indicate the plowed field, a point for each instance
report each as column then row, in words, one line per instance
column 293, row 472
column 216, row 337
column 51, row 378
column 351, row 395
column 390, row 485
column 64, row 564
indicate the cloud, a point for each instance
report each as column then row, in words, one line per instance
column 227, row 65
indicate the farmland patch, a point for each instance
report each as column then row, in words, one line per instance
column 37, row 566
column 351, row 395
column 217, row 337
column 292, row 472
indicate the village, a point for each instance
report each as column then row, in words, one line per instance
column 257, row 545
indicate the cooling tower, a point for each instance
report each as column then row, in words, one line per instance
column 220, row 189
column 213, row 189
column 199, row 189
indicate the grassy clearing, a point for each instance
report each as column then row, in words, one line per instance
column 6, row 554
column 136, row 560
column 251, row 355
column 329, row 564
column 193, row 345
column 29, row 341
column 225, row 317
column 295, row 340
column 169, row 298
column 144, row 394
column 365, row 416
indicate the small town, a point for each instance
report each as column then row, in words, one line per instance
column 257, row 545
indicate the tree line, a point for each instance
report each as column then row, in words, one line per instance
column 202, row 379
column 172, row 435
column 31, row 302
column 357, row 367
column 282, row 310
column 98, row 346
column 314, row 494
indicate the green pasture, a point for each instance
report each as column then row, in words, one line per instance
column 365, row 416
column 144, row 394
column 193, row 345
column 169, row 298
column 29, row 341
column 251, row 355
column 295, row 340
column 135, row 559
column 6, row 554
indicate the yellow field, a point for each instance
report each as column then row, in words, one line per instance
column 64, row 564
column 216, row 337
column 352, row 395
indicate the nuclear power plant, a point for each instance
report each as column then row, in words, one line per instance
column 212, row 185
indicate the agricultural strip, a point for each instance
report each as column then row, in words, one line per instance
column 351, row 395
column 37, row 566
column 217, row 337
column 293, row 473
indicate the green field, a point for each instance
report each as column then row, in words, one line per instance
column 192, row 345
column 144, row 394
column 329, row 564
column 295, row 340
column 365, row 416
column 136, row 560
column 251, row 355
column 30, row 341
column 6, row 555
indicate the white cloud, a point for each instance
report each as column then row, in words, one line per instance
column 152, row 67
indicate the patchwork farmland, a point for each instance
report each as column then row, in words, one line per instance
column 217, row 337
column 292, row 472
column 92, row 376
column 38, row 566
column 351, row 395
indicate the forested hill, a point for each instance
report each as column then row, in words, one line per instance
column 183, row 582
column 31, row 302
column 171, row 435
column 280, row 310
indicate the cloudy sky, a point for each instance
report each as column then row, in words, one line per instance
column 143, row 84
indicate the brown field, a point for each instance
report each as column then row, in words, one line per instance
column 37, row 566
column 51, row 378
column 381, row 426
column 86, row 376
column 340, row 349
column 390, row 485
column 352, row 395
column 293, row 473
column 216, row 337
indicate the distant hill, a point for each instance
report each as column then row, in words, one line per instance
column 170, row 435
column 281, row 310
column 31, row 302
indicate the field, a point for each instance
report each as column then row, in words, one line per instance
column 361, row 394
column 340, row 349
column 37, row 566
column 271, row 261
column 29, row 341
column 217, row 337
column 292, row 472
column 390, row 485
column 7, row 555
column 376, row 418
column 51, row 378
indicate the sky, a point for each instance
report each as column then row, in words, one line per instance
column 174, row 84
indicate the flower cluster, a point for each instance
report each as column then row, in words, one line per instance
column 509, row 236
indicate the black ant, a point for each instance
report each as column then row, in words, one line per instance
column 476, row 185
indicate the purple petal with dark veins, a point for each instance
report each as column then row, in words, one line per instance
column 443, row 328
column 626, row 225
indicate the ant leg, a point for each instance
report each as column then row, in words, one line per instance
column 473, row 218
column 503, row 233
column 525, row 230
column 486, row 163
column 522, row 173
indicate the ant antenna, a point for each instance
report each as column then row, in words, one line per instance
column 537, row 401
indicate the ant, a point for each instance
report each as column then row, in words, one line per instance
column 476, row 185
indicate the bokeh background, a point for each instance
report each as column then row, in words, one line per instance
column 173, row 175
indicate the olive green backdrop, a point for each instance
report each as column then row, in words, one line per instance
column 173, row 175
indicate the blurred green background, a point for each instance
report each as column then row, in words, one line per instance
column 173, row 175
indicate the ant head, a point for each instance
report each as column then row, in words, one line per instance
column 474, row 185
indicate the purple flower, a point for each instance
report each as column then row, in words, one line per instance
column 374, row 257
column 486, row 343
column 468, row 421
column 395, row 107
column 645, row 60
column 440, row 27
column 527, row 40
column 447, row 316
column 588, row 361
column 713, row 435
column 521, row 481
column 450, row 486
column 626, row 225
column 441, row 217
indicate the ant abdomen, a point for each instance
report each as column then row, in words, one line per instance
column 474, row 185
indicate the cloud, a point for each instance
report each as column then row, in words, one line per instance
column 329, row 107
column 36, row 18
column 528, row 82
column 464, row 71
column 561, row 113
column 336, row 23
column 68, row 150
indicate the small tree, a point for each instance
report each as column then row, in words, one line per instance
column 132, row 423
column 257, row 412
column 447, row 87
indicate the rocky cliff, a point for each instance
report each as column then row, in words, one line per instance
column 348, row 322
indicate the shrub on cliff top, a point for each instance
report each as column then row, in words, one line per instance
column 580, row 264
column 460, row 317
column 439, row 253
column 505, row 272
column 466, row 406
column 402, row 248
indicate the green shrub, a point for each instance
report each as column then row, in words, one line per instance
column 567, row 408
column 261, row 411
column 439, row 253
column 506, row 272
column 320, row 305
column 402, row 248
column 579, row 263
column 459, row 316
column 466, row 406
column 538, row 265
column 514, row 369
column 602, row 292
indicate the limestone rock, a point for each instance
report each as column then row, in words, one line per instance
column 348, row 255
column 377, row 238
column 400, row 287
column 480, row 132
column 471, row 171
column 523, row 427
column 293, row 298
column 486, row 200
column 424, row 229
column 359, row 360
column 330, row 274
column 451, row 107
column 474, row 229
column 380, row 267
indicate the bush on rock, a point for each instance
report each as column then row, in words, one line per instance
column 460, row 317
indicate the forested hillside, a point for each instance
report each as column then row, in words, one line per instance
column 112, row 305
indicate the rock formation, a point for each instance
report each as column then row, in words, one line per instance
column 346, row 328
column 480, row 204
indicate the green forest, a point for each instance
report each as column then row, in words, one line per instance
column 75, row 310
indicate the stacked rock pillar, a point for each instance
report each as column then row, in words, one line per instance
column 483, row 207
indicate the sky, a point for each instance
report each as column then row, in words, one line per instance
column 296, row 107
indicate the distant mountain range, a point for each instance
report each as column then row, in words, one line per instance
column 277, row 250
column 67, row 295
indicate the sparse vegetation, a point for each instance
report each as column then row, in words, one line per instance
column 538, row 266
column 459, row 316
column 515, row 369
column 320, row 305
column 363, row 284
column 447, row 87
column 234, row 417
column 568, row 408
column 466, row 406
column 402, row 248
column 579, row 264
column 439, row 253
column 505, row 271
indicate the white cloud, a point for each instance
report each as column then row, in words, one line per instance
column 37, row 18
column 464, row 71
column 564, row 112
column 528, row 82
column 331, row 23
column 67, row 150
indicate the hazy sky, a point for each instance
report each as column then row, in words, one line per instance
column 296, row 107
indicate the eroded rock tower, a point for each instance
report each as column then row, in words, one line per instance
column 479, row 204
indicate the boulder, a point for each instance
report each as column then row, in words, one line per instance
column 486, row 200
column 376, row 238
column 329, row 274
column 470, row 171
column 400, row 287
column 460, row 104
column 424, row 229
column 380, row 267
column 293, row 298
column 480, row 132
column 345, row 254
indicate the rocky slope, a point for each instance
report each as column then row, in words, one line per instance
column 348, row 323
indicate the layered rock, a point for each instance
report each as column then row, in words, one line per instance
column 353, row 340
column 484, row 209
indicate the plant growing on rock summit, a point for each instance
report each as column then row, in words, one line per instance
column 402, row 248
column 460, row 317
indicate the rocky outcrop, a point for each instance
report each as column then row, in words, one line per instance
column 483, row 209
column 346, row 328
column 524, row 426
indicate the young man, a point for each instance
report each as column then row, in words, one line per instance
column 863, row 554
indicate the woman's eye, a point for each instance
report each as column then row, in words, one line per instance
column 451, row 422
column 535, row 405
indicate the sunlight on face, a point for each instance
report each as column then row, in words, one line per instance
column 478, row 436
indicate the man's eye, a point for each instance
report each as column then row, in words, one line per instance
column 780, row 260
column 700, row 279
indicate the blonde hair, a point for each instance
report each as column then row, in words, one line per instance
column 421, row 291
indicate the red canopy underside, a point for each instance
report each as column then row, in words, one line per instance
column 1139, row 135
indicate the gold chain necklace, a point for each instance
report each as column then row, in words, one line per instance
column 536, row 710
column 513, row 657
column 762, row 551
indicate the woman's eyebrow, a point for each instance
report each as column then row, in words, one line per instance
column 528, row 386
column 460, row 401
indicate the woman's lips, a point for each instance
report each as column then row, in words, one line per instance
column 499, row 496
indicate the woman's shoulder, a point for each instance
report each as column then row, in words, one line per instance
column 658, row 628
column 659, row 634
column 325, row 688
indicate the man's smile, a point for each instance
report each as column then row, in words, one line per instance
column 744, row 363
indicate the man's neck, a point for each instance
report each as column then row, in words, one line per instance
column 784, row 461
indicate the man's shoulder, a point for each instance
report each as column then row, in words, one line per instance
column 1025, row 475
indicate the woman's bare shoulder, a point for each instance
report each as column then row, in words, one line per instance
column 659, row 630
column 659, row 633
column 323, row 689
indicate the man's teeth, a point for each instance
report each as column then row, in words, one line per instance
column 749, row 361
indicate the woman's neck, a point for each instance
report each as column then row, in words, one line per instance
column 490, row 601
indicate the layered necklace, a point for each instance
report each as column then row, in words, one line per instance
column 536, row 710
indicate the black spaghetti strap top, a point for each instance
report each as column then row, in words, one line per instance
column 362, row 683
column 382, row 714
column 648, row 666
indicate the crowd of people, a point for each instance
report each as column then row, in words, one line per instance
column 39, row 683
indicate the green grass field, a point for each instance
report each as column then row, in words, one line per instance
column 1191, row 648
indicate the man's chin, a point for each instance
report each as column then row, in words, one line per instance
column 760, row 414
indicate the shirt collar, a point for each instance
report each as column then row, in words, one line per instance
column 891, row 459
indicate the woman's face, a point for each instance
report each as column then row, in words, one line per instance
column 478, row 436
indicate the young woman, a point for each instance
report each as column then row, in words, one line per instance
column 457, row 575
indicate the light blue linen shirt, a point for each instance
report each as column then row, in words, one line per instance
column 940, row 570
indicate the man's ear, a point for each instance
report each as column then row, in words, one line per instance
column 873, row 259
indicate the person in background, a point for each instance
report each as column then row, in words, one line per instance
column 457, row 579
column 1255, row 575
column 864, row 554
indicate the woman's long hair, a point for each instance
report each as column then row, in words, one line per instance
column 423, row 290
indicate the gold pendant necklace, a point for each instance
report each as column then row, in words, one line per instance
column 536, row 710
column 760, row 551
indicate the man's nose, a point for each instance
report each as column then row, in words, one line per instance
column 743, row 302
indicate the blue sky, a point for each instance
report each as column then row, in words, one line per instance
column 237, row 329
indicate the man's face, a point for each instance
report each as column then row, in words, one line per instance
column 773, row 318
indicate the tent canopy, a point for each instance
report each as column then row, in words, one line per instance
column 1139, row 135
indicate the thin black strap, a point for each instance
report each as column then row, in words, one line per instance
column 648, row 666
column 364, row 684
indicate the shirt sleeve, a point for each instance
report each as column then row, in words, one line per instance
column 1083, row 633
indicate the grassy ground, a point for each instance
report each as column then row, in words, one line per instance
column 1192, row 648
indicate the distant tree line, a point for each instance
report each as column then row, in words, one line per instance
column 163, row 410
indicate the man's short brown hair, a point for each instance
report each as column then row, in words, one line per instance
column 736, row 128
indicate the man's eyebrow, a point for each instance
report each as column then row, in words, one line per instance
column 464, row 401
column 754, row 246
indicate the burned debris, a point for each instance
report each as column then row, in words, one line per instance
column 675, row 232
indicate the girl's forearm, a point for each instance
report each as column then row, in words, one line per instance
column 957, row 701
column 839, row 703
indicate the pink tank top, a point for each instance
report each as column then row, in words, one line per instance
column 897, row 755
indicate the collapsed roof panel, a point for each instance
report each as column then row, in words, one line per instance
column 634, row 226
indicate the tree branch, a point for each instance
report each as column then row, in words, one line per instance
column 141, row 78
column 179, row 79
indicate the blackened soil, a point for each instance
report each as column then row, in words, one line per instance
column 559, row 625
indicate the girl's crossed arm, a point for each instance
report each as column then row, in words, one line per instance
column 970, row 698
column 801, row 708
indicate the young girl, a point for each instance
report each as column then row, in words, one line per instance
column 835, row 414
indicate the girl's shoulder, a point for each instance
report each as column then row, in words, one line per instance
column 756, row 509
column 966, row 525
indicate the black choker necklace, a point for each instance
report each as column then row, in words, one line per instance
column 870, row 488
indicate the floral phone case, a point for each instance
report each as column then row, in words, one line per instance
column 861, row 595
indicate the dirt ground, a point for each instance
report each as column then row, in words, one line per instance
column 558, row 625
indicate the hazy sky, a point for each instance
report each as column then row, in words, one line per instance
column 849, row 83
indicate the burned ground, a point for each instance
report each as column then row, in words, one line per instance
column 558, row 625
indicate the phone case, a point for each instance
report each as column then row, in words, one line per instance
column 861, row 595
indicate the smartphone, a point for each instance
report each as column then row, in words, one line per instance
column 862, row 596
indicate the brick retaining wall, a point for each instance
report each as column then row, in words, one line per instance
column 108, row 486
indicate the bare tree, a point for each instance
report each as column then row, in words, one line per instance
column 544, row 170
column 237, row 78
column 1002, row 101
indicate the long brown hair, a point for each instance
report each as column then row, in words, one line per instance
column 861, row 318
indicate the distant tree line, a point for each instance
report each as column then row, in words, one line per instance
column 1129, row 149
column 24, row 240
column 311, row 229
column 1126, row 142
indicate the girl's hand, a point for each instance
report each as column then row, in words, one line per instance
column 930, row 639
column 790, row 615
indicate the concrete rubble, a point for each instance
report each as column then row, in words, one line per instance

# [Task requirements]
Reproduce the material verbatim from the line with "indicate the man's smile, a" through the line with "column 1191, row 648", including both of those lines.

# [Response]
indicate the man's smile, a point for each instance
report each as column then row, in words, one line per instance
column 744, row 363
indicate the man's neck, a point for each instance
report each as column then row, in words, one line per instance
column 784, row 461
indicate the man's shoulder, a point for each instance
report each as column then row, in words, one line per instance
column 1025, row 475
indicate the woman's bare shoulder, a point for each instance
report each as column then row, in words, one line per instance
column 659, row 630
column 659, row 633
column 323, row 689
indicate the man's teeth, a point for each instance
report each as column then row, in words, one line per instance
column 749, row 361
indicate the woman's neck, a point for each instance
report each as column then row, in words, one line per instance
column 490, row 601
indicate the layered necklace, a point for each instance
report each as column then row, in words, one line per instance
column 536, row 710
indicate the black spaghetti strap top, a point for each instance
report each as column then row, in words, one line per instance
column 362, row 683
column 382, row 714
column 648, row 666
indicate the crowd of people, a point for each instance
report each as column then row, in words, one line per instance
column 39, row 683
indicate the green grass field, a point for each instance
report each as column then row, in words, one line per instance
column 1191, row 648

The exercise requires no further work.